──────── SUMBER
Selasa, 13 Desember 2016

Langkanya Remaja seperti Febri



“saya beri waktu dua minggu untuk kalian membuat feature”. Begitu kata pak reza mengakhiri perkuliahan waktu itu. Semula mahasiswa komunikasi menganggap itu adalah tugas yang mudah. Namun, setelah beberapa hari kata “feature” menjadi momok yang sangat menakutkan bagi anak komunikasi semester satu. Hahaha…. Berlebihan kali yaa…
“bro, nga pe  feature sudah ? Tanya saya.
“Jangan dulu baba inga itu uti.. somo strees kita” jawab teman saya.
Berbicara soal feature, saya sendiri juga di buat bingung. Namun, saya tidak mau diam saja. Ketika itu, saya mengingat-ingat apa yang disampaikan pak reza di kelas. Dan hasilnya, saya teringat akan feature-nya pak bondan yang disuruh baca pak reza. Isinya tentang kisah perjalanan pak bondan di bandung. Itu yang saya pahami. Maka saya pun menulis tentang kisah saya di saat pergi ke air terjun di lombongo. Kisah perjalanannya cukup menarik, namun itu bukanlah feature.
Dua minggu kemudian, pak reza memberi komentar untuk feature yang kami buat. Dan katanya, kami semua gagal paham. Banyak tulisan kami yang menarik katanya, namun belum mendekati kategori feature. Pak reza kemudian memberi kami waktu seminggu lagi untuk memperbaiki tulisan kami.
“ saya tidak menuntut kesempurnaan, minimal mendekati feature-lah”. Kata pak Reza.
Feature.. oooohhhh…. Feature…. Waktu seminggu lagi harus benar-benar dimanfaatkan. Namun waktu yang diberikan rasanya tidak cukup.
Disela-sela kebingungan itu, saya teringat akan sahabat kecil saya. Meski umurnya 2 tahun lebih tua dari saya, namun kami bersahabat dengan baik. Sahabat saya ini sedikit berbeda dengan orang lain. Bisa dibilang dia pemilih dalam bersahabat bukan karna ia sombong namun ia tidak mau terjerumus dalam pergaulan yang dapat merusak ahlak di masa remajanya. Febri namanya.
Hidup dalam keluarga yang sederhana membuat Febri menjadi anak yang penuh tanggung jawab. Meskipun ayahnya seorang pemabuk, tidak membuat Febri menjadi anak yang nakal. Namun dia justru malah berbanding terbalik dengan ayahnya. Febri adalah anak yang taat dalam beribadah. Dia tidak pernah meninggalkan sholat 5 waktu dan rajin ikut pengajian. Jika anak-anak seumurannya suka menghabiskan waktu dengan bermain, Febri lebih suka menghabiskan waktunya dengan membantu ibunya bekerja.  Ibunya sangat sayang terhadap Febri. Setiap selesai sholat magrib, biasanya febri akan tinggal dimasjid hingga waktu sholat isya tiba. Jika ada orang yang membahas tentang agama, Febri sangat antusias mendengarnya. Ia sangat santun dan sangat hormat terhadap orang tua.
────────────────
──────── DATA
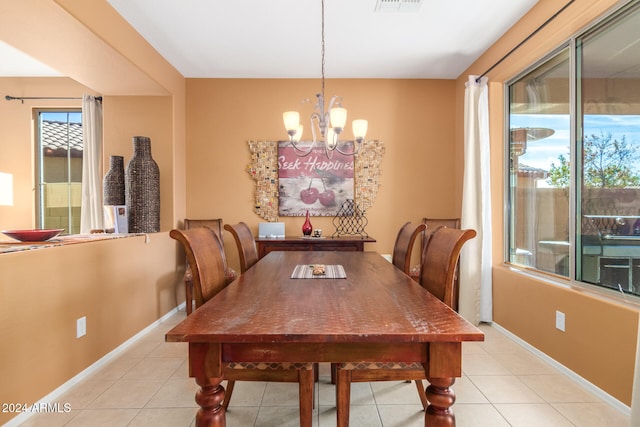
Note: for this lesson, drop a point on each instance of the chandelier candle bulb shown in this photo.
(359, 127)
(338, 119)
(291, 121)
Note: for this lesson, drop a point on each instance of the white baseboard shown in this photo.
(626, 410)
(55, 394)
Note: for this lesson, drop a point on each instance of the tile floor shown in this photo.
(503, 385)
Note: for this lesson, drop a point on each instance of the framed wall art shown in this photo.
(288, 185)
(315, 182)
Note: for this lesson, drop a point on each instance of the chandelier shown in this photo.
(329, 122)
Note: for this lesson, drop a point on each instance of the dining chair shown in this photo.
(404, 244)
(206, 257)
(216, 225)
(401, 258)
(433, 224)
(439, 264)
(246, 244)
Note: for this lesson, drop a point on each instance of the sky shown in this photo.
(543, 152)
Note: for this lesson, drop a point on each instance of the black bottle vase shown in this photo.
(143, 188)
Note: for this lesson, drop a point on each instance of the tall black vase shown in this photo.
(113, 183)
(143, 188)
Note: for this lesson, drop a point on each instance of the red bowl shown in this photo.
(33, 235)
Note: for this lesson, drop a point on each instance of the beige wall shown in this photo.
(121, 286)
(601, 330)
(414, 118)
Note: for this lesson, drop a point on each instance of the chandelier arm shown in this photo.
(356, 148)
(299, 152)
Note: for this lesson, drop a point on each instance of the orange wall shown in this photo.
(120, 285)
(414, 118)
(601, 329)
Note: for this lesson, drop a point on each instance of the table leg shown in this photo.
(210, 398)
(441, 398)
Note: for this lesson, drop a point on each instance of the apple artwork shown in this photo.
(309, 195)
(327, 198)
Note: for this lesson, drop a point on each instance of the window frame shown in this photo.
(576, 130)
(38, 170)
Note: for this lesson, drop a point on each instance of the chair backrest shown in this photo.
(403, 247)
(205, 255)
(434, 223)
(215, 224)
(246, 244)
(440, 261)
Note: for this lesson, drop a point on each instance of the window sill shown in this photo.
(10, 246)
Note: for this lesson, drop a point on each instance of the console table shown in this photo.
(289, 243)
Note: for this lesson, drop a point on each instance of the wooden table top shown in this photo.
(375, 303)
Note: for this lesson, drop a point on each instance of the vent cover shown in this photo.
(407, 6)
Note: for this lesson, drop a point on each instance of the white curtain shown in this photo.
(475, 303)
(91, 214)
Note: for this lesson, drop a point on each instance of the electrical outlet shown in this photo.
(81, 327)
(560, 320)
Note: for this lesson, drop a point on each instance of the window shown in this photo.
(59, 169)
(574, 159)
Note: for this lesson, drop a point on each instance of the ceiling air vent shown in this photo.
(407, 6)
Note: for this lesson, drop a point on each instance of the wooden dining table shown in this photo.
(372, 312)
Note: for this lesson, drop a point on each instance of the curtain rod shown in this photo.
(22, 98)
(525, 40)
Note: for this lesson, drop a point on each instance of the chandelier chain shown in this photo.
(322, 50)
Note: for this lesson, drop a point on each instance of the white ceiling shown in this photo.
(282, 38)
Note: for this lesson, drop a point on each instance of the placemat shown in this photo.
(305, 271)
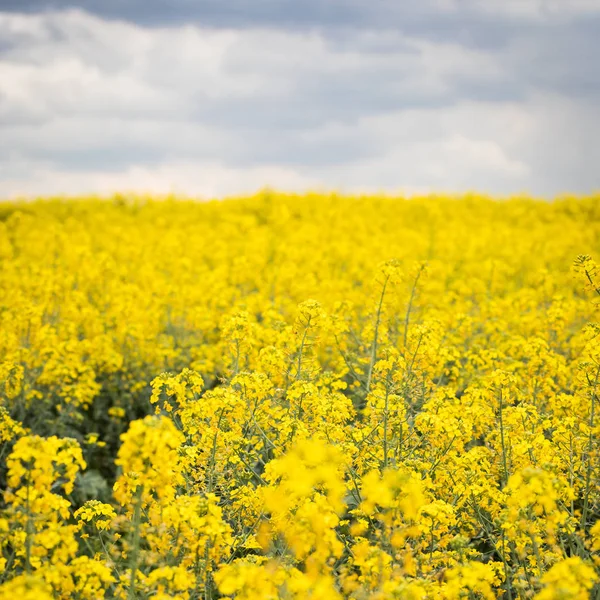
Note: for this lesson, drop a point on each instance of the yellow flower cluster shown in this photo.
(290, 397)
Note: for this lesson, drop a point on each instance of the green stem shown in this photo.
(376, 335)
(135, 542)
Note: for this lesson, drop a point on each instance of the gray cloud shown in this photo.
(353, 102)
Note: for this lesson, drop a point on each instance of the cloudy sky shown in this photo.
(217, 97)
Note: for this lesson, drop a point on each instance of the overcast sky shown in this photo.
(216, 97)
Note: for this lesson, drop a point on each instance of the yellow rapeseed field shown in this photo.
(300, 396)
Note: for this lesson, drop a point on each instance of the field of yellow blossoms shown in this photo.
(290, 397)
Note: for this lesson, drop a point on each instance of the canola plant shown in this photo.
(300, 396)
────────────────
▸ **PETUNJUK LATIHAN**
1) Berapa tahun Febri lebih tua daripada penulis menurut tulisan tentang Febri?
2) Tuliskan kembali baris-baris daftar, mulai dari baris yang memuat "cloud shown in this photo." sampai akhir daftar, beserta permintaannya. Geser setiap angka koordinat titik pada jawabannya sebesar 107.
Tulisan tentang Febri dan daftar tidak saling berkaitan.

▸ **JAWABAN TUGAS**
1) Febri dua tahun lebih tua daripada penulis.

2)
Note: for this lesson, drop a point on each instance of the gray cloud shown in this photo.
(460, 209)
Note: for this lesson, drop a point on each instance of the cloudy sky shown in this photo.
(324, 204)
Note: for this lesson, drop a point on each instance of the overcast sky shown in this photo.
(323, 204)
Note: for this lesson, drop a point on each instance of the yellow rapeseed field shown in this photo.
(407, 503)
Note: for this lesson, drop a point on each instance of the field of yellow blossoms shown in this photo.
(397, 504)
Note: for this lesson, drop a point on each instance of the canola plant shown in this photo.
(407, 503)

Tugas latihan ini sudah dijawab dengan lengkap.